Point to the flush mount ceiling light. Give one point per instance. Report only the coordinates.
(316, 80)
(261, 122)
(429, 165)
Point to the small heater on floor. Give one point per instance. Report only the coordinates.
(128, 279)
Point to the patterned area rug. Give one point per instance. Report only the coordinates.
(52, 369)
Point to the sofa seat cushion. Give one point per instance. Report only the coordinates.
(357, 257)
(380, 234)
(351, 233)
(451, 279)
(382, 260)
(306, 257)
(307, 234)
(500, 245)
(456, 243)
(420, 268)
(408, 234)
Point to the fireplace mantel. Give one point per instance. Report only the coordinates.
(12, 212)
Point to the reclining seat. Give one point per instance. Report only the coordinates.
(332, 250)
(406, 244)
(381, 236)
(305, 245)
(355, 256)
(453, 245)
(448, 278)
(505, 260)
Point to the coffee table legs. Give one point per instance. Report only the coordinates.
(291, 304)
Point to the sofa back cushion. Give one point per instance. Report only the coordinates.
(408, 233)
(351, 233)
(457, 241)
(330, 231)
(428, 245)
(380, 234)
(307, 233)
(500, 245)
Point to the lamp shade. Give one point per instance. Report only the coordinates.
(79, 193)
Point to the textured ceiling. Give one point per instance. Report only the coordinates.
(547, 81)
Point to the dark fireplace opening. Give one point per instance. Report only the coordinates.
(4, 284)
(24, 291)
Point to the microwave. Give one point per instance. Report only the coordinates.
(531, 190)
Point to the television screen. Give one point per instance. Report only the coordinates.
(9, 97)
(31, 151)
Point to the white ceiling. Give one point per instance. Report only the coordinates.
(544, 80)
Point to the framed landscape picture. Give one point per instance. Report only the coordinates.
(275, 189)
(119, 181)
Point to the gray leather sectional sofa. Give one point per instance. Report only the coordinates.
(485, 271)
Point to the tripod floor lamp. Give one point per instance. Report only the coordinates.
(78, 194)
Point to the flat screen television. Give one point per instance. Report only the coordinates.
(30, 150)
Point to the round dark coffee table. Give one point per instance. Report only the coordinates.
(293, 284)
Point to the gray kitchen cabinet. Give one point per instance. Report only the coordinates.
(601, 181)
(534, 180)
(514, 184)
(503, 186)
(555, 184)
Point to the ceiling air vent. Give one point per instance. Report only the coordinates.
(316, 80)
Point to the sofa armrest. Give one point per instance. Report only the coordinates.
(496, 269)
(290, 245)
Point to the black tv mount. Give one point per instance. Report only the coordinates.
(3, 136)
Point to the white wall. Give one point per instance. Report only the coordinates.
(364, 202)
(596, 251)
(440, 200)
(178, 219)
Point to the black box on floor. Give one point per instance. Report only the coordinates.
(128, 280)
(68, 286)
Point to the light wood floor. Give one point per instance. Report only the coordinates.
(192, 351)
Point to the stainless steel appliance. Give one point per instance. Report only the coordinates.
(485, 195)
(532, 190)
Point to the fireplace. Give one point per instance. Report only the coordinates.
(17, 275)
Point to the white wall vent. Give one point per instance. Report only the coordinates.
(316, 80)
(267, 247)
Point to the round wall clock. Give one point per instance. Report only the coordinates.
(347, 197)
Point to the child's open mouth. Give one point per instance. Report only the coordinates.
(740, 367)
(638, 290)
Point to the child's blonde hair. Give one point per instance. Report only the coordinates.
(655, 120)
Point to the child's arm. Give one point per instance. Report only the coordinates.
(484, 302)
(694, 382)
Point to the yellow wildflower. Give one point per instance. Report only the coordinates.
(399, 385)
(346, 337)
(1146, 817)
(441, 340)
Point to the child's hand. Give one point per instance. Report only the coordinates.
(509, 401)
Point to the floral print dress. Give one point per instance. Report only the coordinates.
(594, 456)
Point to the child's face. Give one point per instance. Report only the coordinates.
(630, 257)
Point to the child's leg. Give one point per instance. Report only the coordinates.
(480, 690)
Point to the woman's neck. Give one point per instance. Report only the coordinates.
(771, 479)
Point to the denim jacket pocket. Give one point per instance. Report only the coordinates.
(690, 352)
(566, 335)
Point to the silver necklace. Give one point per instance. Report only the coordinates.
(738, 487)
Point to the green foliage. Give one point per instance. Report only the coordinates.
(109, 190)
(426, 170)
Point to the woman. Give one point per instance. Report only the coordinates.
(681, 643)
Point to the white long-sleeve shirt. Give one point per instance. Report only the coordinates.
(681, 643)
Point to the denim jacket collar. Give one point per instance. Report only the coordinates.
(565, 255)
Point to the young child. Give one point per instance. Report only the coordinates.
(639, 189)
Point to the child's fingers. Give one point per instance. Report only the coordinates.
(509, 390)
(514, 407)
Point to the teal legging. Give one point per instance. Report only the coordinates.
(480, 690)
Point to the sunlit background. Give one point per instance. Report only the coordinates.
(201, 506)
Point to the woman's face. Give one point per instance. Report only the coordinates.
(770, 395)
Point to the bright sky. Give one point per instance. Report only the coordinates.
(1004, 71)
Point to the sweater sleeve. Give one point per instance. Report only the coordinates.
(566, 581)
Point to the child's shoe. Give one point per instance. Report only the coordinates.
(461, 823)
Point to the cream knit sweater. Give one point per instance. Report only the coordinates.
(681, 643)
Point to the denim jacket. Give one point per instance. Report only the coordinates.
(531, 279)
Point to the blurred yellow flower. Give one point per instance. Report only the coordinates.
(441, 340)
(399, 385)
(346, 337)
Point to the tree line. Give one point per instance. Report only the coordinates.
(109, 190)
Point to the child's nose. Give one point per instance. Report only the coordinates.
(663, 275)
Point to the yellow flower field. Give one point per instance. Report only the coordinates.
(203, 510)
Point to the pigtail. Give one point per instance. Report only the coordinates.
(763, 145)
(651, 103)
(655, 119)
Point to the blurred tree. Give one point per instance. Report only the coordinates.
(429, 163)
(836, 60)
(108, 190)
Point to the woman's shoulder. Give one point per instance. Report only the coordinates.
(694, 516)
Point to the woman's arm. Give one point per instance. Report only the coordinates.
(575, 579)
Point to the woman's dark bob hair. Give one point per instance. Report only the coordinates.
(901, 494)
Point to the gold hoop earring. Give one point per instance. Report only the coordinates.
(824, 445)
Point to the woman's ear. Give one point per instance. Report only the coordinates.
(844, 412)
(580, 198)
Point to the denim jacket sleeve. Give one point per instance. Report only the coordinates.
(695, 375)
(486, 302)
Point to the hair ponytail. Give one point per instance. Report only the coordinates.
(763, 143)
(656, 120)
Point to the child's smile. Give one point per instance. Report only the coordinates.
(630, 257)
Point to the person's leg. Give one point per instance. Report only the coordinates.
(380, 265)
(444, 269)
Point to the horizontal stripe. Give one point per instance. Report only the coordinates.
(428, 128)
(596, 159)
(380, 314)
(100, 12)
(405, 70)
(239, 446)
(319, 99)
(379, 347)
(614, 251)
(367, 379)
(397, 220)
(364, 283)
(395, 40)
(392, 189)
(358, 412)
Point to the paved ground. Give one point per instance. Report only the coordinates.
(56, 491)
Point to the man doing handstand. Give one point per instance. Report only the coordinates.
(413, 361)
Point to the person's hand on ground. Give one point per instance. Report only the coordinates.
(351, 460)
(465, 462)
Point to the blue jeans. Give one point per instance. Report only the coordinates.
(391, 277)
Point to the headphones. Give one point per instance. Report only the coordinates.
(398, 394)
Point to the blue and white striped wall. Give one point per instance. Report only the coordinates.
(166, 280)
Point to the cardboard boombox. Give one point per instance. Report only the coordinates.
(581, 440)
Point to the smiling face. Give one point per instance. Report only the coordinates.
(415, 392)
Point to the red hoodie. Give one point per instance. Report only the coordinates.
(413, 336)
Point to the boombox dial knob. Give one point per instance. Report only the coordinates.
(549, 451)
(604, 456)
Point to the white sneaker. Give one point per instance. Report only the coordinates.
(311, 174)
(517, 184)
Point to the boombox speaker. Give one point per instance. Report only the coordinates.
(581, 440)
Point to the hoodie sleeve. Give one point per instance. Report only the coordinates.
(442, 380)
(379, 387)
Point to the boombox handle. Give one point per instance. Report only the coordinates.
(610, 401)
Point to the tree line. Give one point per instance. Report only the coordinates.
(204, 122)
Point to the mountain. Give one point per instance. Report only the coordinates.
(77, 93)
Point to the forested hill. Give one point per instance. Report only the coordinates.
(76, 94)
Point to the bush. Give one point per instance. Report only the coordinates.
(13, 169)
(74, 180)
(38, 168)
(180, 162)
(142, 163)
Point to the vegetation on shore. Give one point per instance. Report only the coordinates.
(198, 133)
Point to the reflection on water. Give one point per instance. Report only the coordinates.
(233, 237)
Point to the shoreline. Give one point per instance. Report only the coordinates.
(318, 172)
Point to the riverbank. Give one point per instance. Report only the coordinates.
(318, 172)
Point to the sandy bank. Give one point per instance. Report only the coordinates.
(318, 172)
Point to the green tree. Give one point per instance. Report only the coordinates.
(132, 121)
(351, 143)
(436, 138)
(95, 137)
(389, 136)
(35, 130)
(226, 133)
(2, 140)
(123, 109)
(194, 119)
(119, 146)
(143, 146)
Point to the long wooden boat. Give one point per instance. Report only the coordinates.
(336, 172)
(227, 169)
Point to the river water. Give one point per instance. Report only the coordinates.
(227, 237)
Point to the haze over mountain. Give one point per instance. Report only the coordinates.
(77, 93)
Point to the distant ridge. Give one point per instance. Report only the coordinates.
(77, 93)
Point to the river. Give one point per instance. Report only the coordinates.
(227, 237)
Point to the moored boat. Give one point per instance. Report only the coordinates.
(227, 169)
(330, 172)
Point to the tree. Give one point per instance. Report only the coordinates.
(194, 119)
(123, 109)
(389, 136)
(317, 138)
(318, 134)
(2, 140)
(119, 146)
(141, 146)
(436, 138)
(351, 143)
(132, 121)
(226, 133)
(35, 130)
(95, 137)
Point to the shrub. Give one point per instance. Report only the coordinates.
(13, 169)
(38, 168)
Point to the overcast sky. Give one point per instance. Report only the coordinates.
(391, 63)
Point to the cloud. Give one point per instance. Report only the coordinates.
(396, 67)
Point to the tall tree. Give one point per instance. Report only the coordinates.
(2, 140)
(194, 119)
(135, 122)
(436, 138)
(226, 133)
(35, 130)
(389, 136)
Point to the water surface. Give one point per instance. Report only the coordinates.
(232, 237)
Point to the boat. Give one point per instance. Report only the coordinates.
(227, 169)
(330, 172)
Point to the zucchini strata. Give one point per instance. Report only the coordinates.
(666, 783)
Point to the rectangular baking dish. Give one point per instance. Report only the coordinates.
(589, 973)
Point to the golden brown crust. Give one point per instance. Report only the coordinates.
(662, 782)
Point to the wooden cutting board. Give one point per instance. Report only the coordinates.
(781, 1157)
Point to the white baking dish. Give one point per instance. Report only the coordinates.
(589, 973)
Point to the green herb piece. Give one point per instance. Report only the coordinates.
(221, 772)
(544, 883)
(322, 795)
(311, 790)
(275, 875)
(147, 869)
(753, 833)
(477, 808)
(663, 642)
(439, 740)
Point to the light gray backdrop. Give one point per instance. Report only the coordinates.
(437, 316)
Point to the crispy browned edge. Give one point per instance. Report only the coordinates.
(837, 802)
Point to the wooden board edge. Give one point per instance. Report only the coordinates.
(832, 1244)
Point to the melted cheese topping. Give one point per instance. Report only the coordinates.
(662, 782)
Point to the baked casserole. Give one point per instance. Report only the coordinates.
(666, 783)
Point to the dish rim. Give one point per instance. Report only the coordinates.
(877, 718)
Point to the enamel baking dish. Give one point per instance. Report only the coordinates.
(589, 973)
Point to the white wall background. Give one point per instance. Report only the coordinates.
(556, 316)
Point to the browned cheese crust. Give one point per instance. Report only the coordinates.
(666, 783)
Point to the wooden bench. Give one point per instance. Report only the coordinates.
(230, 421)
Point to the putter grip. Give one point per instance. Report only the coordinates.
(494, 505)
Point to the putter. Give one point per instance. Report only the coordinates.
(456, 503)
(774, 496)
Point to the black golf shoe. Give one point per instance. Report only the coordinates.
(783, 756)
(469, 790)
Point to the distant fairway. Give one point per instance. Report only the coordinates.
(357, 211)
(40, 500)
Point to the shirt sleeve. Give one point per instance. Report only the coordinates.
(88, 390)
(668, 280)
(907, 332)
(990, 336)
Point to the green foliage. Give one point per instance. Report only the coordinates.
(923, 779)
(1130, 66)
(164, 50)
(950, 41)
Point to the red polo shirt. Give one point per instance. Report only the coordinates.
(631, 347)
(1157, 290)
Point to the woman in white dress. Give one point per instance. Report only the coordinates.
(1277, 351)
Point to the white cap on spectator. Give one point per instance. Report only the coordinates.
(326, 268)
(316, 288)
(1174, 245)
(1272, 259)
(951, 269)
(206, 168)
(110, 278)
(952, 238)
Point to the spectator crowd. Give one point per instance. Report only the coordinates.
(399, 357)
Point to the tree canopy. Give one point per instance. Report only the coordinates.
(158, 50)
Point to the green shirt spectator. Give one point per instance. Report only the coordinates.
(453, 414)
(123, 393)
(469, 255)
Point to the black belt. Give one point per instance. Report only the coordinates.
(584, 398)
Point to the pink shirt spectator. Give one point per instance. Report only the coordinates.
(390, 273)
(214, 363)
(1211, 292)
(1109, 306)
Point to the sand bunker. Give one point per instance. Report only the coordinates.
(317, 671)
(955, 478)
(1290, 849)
——————
[DIRECTIONS FOR THIS TASK]:
The range runs from the line with "Point to the spectator" to the last line of the entries above, both included. Restate it word for word.

[WRITTEN ANSWER]:
Point to the spectator crowd. Give one point per instance. Report only the coordinates.
(399, 357)
Point to the tree canopy. Give one point per instance. Report only the coordinates.
(158, 50)
Point to the green shirt spectator. Give one point per instance. Report only the coordinates.
(453, 414)
(123, 393)
(469, 255)
Point to the black belt. Give one point per instance. Report only the coordinates.
(584, 398)
Point to the pink shirt spectator. Give one point per instance. Report only the coordinates.
(390, 273)
(214, 363)
(1211, 292)
(1109, 306)
Point to the sand bunker. Give one point per instance. Report only the coordinates.
(317, 671)
(955, 478)
(1290, 849)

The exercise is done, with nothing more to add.